§ Selected excerpt:
-=-=-
The title also alludes to the two different moods of the album – the ‘Saturday Night’ songs being more upbeat and danceable while the slower ‘Sunday Morning’ tracks are, Bugg says, “for the hangover the next day”.

“Something that I really wanted to create with this record was something with a little bit more energy and a bit more tempo,” he says. “Especially with the last record that I put out (Hearts That Strain), it was a relaxed country folk album. With this album I really wanted to inject some more energy into my catalogue and into the live set as well.”

Having grown up on the Clifton estate, five miles south of Nottingham city centre, Bugg remains keenly aware of how much the city shaped both himself and his songwriting.

“It’s a big part of who I am,” he says, “especially growing up in a working class environment on a big estate, it’s a lifestyle and it definitely shaped me growing up. I think it’s quite evident in my early releases and my first album how much of an impact it had on me as a person and my songwriting.

Jake Bugg

“Obviously I have a very different life now (in London) but I owe a lot to where I’m from for the person I am today.”

While not touring in the past year, he has made several trips back to the East Midlands. “It’s nice to have that connection with family and play football with my mates, just normal things that I did when I was younger,” he says.

After a period of slight creative drift with his past two albums, On My One and Hearts That Strain, Bugg seems to have regained his mojo with the new record and change of label.

“I was quite fortunate early on when I wrote some of the first group of songs with Andrew Watt,” he says. “I felt like I’d just struck a different sound. It was quite lucky, really, because that was kind of the basis for the sound of this record. I thought that I’d be having to search a lot longer for something that I was happy with.

“I’ve experimented again with this album but I think to a much higher level than I did with the third album and it’s just been great, to be honest. I’ve had more of an open mind and worked with lots of different and many great people and I’ve made a record that I’m really happy with. It’s been a super fun process as well.”
-=-=-
§ Information shown:
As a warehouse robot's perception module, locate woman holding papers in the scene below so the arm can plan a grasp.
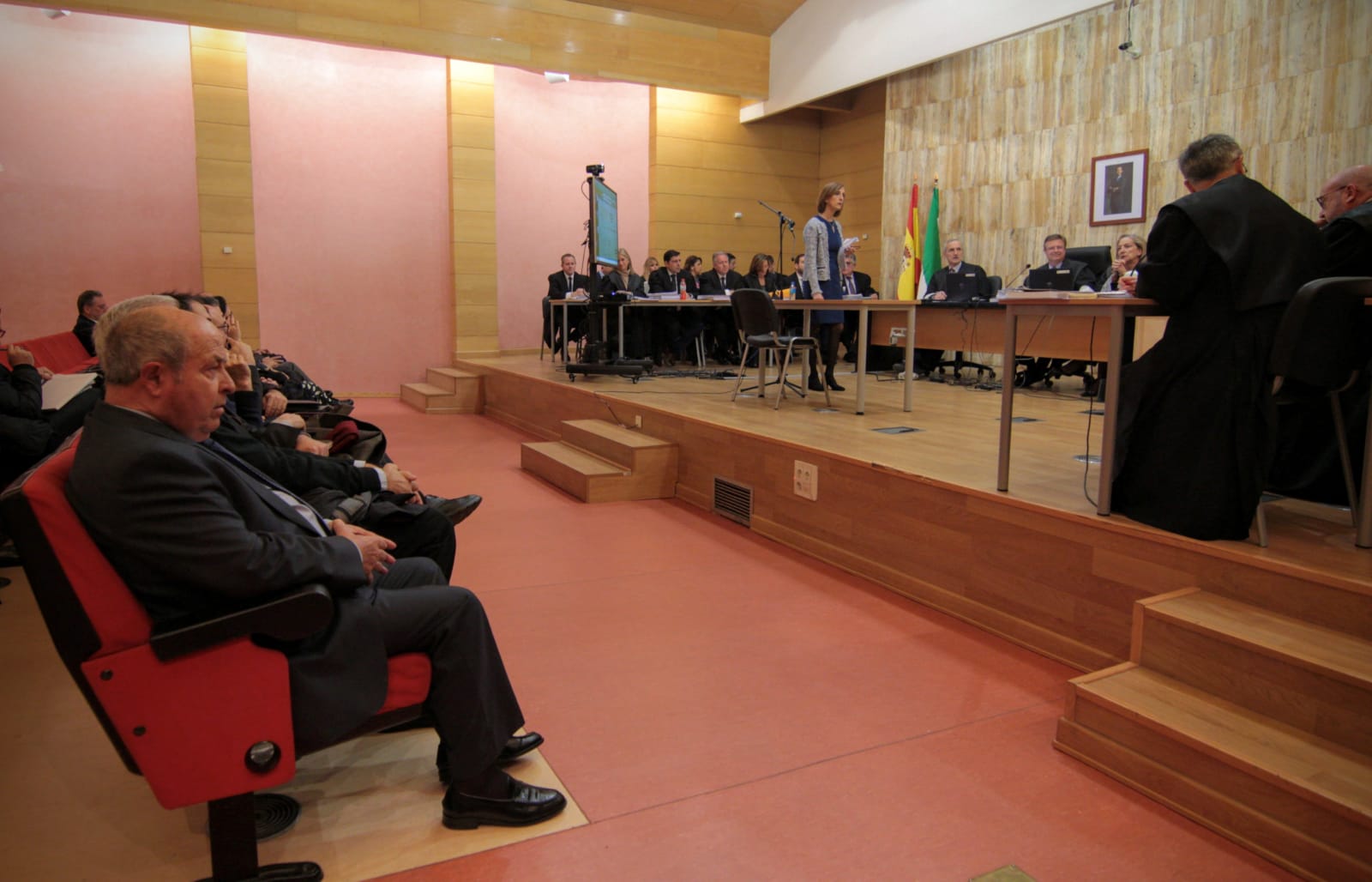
-=-=-
§ Task requirements:
1. Condense the paragraph of the Jake Bugg article that begins "Something that I really wanted to create" into a short bulleted list that keeps its main facts.
2. Reproduce word for word the stretch of the Jake Bugg article from "Having grown up" through "and his songwriting.".
The data were gathered from a separate source.

§ Correct answers:
1.
- Bugg wanted this record to have more energy and a faster tempo.
- His previous album, Hearts That Strain, was a relaxed country folk album.
- With this album, he aimed to bring more energy to his catalogue and to his live set.

2.
Having grown up on the Clifton estate, five miles south of Nottingham city centre, Bugg remains keenly aware of how much the city shaped both himself and his songwriting.